# YOUR INSTRUCTIONS
Put the lines of the entries below into a numbered list, from the very first line through the line that contains "408,73,423,93", both included, with blank lines dropped. Leave out the pictures.

━━━━━ RECORDS SHOWN

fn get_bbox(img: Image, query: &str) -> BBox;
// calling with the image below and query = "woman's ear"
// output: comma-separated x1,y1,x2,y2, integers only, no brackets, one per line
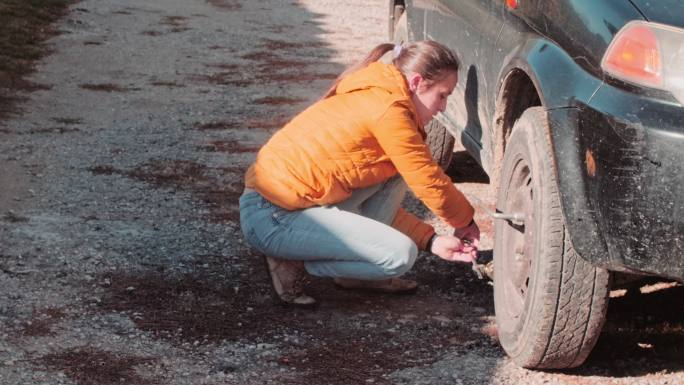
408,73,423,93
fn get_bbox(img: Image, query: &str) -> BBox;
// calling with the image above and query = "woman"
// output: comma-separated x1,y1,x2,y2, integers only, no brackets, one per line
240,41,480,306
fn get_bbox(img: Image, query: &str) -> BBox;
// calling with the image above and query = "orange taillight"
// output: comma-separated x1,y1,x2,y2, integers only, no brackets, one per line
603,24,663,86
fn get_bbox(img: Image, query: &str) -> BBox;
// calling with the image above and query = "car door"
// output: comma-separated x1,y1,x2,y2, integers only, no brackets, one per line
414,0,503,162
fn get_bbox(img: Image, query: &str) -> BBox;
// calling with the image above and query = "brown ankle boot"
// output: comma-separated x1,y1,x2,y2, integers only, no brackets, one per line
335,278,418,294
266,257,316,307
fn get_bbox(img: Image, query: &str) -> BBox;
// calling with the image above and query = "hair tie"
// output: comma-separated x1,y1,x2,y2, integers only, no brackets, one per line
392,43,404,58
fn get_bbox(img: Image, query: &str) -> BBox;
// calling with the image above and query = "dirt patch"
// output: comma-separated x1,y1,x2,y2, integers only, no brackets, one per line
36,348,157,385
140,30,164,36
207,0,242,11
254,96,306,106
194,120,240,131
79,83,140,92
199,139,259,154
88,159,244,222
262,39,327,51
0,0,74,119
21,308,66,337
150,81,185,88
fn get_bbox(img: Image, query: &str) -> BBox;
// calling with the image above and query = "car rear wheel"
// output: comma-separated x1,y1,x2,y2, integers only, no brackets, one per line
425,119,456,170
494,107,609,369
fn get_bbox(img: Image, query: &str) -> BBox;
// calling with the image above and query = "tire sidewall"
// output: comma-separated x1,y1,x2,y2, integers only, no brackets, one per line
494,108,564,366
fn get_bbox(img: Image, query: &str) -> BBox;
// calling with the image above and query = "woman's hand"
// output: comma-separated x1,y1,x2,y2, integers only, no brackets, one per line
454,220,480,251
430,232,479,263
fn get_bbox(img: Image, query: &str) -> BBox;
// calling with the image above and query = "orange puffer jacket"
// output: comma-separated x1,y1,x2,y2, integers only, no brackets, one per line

━━━━━━━━━━

# REPLY TO THE TASK
1. fn get_bbox(img: Image, query: &str) -> BBox;
2. // calling with the image below and query = "woman's ear"
3. // output: comma-separated x1,y1,x2,y2, integers only, no brackets, one per line
4. 408,73,423,93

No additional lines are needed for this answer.